→ Texte extrait:
2016, année charnière pour la diplomatie russe

Reuters
Si le Kremlin boycotte la Turquie, vers quels partenaires alternatifs pourra se tourner la Russie dans un contexte où les relations avec l’Ouest sont loin d’être florissantes ?

L’incident du bombardier Su-24, abattu le 24 novembre dernier par la Turquie a engendré de graves tensions entre Moscou et Ankara, alors que les relations avec l’Occident ne sont pas exactement au beau fixe. Toutefois, face à la menace terroriste, l’Occident semble avoir atténué sa rhétorique intransigeante à l’égard de Moscou. 

Selon Aurel Braun, professeur de relations internationales et de sciences politiques à l’Université de Toronto, la Russie va continuer d’amplifier sa coopération avec le régime du président syrien et avec l’Iran. Cependant, dit-il, cette coopération sera problématique à long terme, « car le régime Assad n’est vraiment pas viable, et les intérêts à long terme de l’Iran, en matière de promotion de l’islamisme et dans son désir ultime de devenir une puissance nucléaire, sont incompatibles avec les intérêts nationaux russes ». Ironie du sort, la confrontation de la Russie avec la Turquie rapproche l’UE et l’Otan du régime du président turc, celui-là même que l’UE a lourdement critiqué dans le passé pour ses violations grossières des droits de l’homme, ajoute Braun. De plus, la Russie pourrait voir ses relations avec les Occidentaux ternies suite à la confrontation russo-turque.

→ Liste fournie:
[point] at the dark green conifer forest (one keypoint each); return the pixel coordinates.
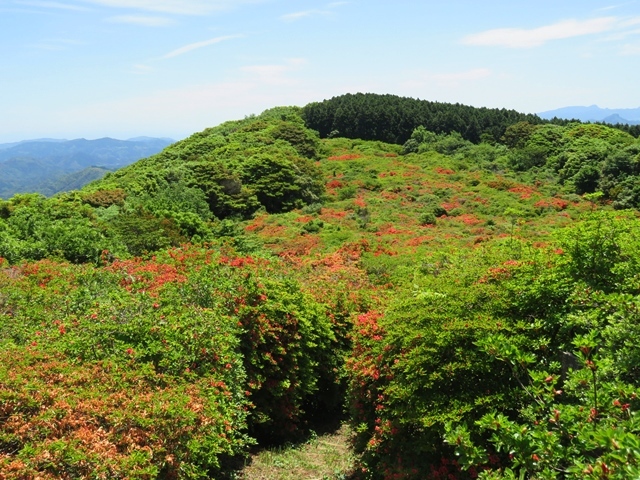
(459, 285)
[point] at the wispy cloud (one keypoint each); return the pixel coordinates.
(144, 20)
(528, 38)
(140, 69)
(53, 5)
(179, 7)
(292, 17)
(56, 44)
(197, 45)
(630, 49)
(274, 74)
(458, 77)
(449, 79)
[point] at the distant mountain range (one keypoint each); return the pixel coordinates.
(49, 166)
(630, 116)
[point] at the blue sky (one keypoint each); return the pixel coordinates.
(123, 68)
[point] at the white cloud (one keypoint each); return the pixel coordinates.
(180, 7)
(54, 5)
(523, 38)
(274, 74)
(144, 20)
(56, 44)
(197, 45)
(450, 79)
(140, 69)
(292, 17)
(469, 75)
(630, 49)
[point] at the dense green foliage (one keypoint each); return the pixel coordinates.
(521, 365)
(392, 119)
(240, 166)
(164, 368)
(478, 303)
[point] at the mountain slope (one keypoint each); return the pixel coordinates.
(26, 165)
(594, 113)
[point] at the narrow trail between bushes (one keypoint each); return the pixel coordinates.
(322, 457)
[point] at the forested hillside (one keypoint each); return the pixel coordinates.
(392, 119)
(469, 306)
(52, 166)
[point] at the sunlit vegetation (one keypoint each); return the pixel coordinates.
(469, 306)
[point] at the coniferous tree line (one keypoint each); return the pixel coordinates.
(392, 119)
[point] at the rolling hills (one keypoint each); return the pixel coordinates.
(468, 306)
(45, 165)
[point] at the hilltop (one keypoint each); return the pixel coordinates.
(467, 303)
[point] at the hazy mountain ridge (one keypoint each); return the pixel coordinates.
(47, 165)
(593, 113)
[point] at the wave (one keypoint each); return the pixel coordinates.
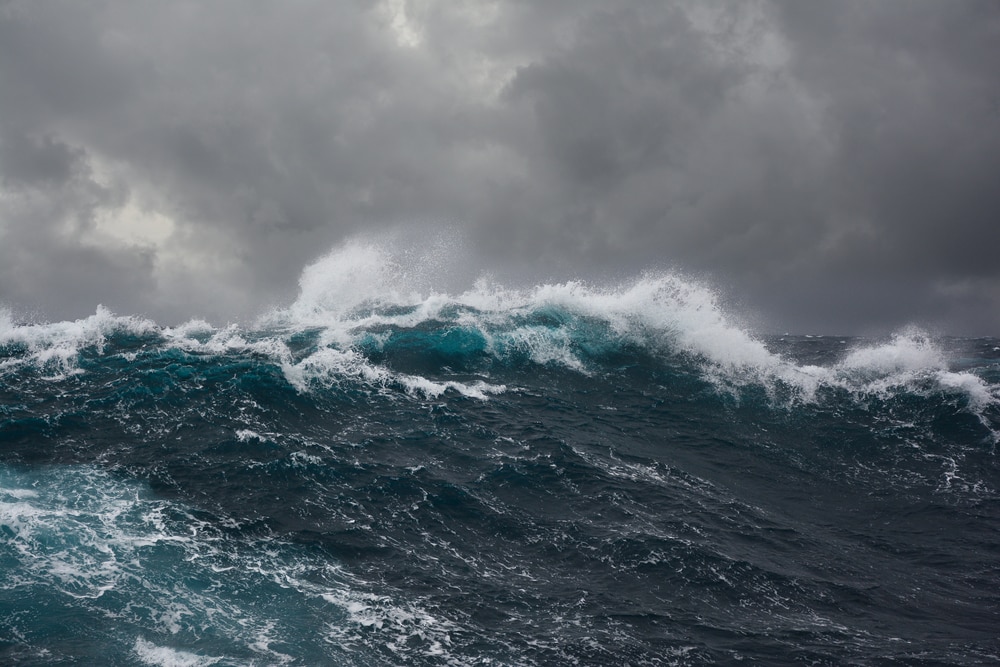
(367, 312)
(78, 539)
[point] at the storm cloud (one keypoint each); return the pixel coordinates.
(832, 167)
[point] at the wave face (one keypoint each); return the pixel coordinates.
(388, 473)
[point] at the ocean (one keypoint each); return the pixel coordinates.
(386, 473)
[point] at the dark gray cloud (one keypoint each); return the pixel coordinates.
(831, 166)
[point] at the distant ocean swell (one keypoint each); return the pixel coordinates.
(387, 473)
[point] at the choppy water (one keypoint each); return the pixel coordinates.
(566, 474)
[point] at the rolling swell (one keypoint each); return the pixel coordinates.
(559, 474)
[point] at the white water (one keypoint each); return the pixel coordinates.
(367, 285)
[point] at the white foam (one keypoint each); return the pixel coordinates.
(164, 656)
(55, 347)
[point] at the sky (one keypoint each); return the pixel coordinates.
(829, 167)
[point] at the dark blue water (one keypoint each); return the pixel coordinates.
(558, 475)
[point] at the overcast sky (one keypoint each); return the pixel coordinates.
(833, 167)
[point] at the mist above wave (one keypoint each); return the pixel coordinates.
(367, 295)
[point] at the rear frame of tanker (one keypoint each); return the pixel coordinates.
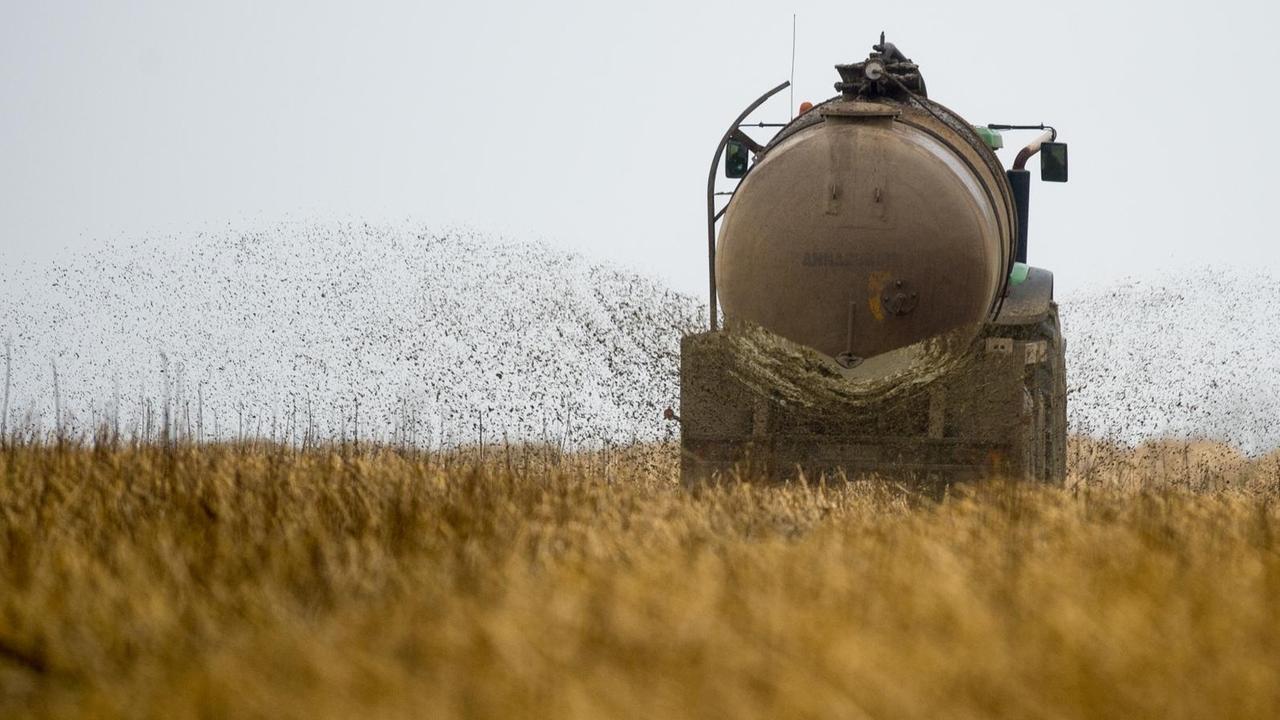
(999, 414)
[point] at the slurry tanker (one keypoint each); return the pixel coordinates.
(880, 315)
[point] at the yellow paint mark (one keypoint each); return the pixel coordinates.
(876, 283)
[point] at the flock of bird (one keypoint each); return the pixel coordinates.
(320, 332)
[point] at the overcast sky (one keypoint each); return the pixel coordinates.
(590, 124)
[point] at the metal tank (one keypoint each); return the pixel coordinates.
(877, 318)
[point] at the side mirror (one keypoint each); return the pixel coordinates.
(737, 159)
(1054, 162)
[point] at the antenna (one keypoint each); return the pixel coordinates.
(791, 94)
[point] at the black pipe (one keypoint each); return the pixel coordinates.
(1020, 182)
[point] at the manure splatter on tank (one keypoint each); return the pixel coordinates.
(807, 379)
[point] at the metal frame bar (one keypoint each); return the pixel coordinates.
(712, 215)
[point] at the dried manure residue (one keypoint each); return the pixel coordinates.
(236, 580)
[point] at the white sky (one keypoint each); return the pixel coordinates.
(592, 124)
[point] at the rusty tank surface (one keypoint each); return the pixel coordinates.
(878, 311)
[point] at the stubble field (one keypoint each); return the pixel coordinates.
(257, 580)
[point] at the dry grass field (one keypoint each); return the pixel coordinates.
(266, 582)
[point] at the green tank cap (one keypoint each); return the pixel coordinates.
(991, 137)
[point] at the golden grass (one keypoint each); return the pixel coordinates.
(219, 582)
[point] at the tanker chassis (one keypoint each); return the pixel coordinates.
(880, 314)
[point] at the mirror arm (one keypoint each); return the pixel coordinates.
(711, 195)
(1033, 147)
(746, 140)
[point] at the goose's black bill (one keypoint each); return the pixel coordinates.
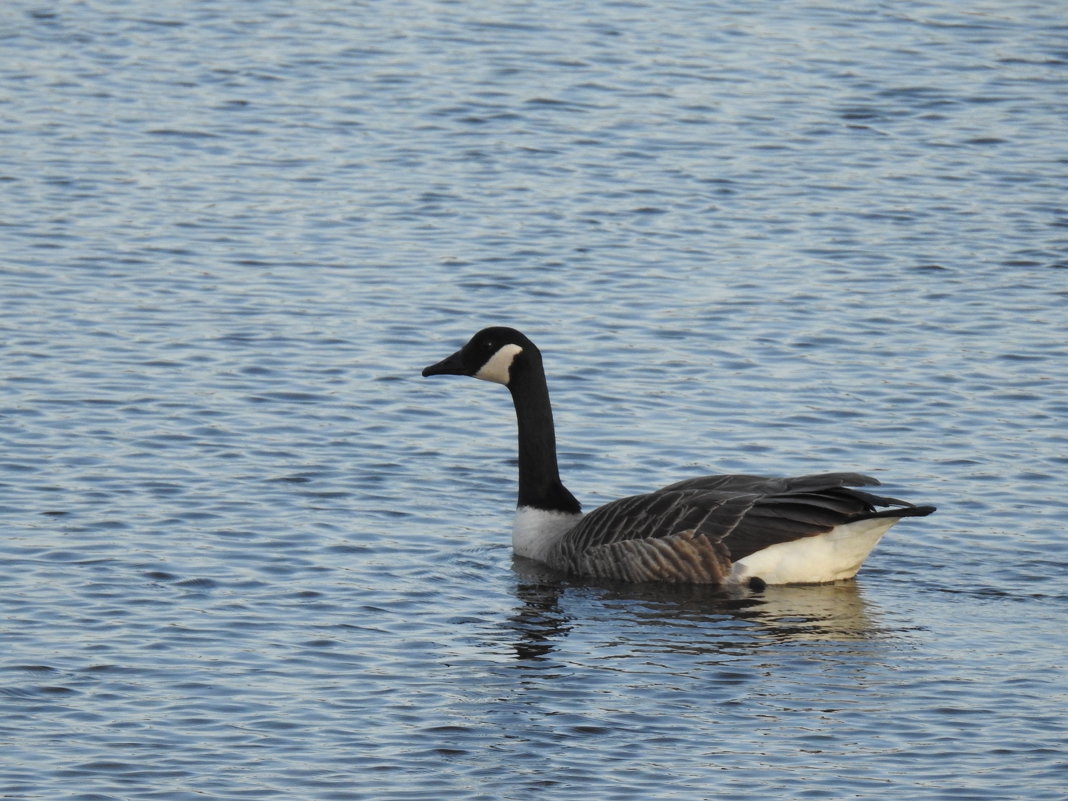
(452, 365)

→ Votre objectif: Recopiez fidèlement le passage de l’article sur la diplomatie russe, de « Selon Aurel Braun, professeur » à « la confrontation russo-turque. ».

→ Réponse:
Selon Aurel Braun, professeur de relations internationales et de sciences politiques à l’Université de Toronto, la Russie va continuer d’amplifier sa coopération avec le régime du président syrien et avec l’Iran. Cependant, dit-il, cette coopération sera problématique à long terme, « car le régime Assad n’est vraiment pas viable, et les intérêts à long terme de l’Iran, en matière de promotion de l’islamisme et dans son désir ultime de devenir une puissance nucléaire, sont incompatibles avec les intérêts nationaux russes ». Ironie du sort, la confrontation de la Russie avec la Turquie rapproche l’UE et l’Otan du régime du président turc, celui-là même que l’UE a lourdement critiqué dans le passé pour ses violations grossières des droits de l’homme, ajoute Braun. De plus, la Russie pourrait voir ses relations avec les Occidentaux ternies suite à la confrontation russo-turque.